• **Excerpt provided**:
The problem Noel Gallagher had with Eddie Vedder: “They’ve all got long hair and they smell”
Ushering in an entirely new age for British rock and roll, Oasis were a revelatory band back in the mid-1990s, and Noel Gallagher’s off-the-cuff songwriting boasted the kind of universal appeal that other artists spent their entire lifetime trying to capture.
Crucially, though, the Mancunian outfit offered a much-needed alternative to grunge.
Grunge was the defining rock sound of the early 1990s, arriving from Seattle in the form of Nirvana, Pearl Jam, and a litany of other scruffy-clothed slackers with long hair and distorted guitars. Admittedly, the grunge movement offered some essential solace from the 1980s domination of hair metal, but the likes of Noel Gallagher struggled to find anything to relate to within the sounds of grunge.
After all, Gallagher’s upbringing in a perpetually grey council estate in Manchester was miserable enough without somebody like Kurt Cobain coming over the airwaves to espouse his own misery. It is no surprise, then, that while grunge was traversing the Atlantic, the majority of Manchester was infatuated with acid house dance music, offering the kind of escapism that Seattle grunge didn’t.
In a similar fashion, Oasis always maintained a sense of optimistic rebellion within their work. ‘Live Forever’, for instance, was directly inspired by Kurt Cobain, written as a defiant message of hope against Nirvana’s ‘I Hate Myself and Want to Die’. Although the Oasis songwriter respected Cobain as a fellow writer, he couldn’t find anything to identify with in the despondent outlook of the Nirvana frontman, or any of the harbingers of grunge, for that matter.
One particular grunge hero who seemed to rub Gallagher the wrong way was Pearl Jam’s Eddie Vedder, another frontman who the Oasis songwriter identified as being far too miserable for his own good. During one interview back in 1994, in fact, Gallagher explained, “I don’t listen to much contemporary music, it’s always been The Beatles, The Stones, and The Who.

• **Requirement 1**: Decide whether each statement below agrees with the article on Noel Gallagher and Eddie Vedder. Answer yes or no for each and quote the words from the article that decide it. (a) Grunge came out of Seattle. (b) While grunge was crossing the Atlantic, most of Manchester was taken with hair metal. (c) 'Live Forever' was written as a reply to a Pearl Jam song.
• **Requirement 2**: Carry on the article about Noel Gallagher and Eddie Vedder from the point where it stops.

• **Records**:
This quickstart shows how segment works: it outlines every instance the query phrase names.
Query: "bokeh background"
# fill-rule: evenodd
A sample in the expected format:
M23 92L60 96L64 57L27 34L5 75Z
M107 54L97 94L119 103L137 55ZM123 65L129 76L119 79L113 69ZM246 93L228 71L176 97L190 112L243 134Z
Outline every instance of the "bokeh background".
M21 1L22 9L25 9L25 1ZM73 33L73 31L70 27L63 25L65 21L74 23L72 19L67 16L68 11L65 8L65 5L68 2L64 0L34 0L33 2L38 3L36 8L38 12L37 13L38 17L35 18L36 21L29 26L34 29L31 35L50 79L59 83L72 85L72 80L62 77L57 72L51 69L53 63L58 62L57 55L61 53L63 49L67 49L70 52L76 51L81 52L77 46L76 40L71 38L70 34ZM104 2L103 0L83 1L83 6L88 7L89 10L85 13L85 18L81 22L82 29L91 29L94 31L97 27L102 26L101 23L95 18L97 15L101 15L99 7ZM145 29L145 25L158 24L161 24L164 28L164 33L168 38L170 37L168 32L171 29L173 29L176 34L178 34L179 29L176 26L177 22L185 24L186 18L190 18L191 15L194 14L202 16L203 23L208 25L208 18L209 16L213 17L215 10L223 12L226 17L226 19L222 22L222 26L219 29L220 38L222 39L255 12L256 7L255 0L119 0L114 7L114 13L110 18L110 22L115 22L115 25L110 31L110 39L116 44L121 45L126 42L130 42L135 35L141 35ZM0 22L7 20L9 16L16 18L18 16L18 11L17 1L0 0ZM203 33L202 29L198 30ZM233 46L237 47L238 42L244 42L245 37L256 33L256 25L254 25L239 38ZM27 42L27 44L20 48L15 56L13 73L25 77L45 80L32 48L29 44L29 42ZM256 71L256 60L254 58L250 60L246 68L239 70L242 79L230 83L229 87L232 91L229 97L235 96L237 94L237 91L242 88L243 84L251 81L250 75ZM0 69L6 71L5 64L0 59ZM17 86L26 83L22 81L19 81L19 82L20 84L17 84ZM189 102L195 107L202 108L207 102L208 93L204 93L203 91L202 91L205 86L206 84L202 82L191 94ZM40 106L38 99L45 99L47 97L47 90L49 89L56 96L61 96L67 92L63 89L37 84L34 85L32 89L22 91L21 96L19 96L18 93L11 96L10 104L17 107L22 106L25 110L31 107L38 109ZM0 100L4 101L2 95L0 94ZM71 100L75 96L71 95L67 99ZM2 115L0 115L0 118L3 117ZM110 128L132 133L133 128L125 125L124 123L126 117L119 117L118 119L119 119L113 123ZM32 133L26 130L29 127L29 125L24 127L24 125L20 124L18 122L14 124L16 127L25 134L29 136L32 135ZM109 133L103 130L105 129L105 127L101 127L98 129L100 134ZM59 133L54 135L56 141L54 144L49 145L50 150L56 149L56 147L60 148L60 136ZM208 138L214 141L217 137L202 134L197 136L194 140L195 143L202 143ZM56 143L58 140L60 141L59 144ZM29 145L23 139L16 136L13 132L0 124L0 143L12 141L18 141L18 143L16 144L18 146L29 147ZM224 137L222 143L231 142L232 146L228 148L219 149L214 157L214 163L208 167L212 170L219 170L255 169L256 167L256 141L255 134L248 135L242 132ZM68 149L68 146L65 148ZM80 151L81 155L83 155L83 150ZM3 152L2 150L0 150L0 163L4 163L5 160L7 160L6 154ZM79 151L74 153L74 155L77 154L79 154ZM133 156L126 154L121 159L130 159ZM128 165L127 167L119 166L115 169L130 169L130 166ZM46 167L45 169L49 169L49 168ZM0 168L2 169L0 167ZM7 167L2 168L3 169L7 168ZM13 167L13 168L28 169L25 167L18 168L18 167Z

• **Reply 1**:
(a) Yes: "arriving from Seattle in the form of Nirvana, Pearl Jam, and a litany of other scruffy-clothed slackers"
(b) No: "the majority of Manchester was infatuated with acid house dance music"
(c) No: "written as a defiant message of hope against Nirvana’s ‘I Hate Myself and Want to Die’"

• **Reply 2**:
There’s no more good bands around anyway, anymore. I don’t think. They’ve all got long hair and they smell, and they all want to kill themselves,” he continued, in his sweeping summary of mid-1990s rock. “So why don’t they just get on with it and do it?” Eddie,” Gallagher added, seemingly speaking directly to Vedder.
In a separate interview, complaining about rock stars who whine about the “price of fame”, Gallagher once again took aim at the Pearl Jam frontman, sharing, “You get people like Eddie Vedder, you know what I mean? […] Why is he in a band if he’s so pissed off, you know what I mean? Why don’t you just work in a car wash you know what I mean? Or like McDonald’s or something.”
Admittedly, Gallagher has never been one to take interviews overly seriously, and particularly during the early days of Oasis, the songwriter never missed an opportunity to stir up controversy or ignite some musical feuds if only for his own enjoyment. Nevertheless, his address to Vedder does seem to be in keeping with his overarching view on grunge, which essentially boiled down to the idea that audiences needed uplifting, rather than being allowed to wallow in their apparent misery.
Either way, Gallagher’s view of the grunge icon must have softened as the years went on, as he ended up performing on the same stage as Vedder back in 2000, when both songwriters played with The Who during one of their Teenage Cancer Trust gigs at the Royal Albert Hall. Despite a presumably very awkward dressing room, perhaps that show gave Gallagher a new appreciation for Pearl Jam. Then again, maybe not.